Your goal:
The lines from the start of the records through the one containing "Need: tag each instance of the gray" are to be restated word for word; please include both ends.

######

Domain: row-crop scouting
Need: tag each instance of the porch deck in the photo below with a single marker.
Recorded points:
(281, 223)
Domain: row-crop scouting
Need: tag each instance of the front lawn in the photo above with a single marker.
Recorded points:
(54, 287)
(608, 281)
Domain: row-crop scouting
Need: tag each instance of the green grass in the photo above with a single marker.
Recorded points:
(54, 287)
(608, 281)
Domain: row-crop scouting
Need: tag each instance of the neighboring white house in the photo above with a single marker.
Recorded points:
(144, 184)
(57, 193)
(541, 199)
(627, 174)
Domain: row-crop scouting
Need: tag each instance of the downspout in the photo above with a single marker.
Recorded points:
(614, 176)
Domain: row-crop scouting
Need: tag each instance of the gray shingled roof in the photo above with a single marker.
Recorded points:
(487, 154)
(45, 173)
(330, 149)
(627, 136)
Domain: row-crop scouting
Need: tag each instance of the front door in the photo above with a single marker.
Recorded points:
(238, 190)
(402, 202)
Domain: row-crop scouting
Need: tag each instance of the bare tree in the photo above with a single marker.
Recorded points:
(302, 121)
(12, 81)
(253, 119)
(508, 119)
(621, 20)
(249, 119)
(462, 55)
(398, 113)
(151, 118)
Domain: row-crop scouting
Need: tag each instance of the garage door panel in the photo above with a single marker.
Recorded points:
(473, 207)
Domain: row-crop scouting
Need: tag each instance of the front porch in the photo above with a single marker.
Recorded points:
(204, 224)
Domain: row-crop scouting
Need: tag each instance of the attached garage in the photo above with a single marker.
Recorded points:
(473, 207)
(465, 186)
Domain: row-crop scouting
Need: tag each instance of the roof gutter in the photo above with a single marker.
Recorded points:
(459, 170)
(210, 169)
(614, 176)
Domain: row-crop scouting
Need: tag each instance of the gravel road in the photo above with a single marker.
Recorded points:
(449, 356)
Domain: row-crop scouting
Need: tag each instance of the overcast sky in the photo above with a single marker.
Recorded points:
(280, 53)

######

Result of this task:
Domain: row-crop scouting
Need: tag each instance of the porch deck in the photo below with a single marker.
Recorded points:
(281, 223)
Domain: row-crop scouting
Need: tag each instance of the front lawn in the photo above with a single marker.
Recorded points:
(54, 287)
(608, 281)
Domain: row-crop scouting
Need: tag each instance of the green grass in the photo above with a single marker.
Recorded points:
(54, 287)
(608, 281)
Domain: row-crop scouting
Need: tag each instance of the neighboring white house in the photo above with a single marker.
Recorded points:
(144, 184)
(57, 193)
(541, 199)
(627, 174)
Domain: row-crop scouting
Need: tag each instance of the downspout in the photo above with a single marker.
Recorded points:
(614, 176)
Domain: row-crop scouting
Need: tag each instance of the gray shingled roof in the photo above with a single marker.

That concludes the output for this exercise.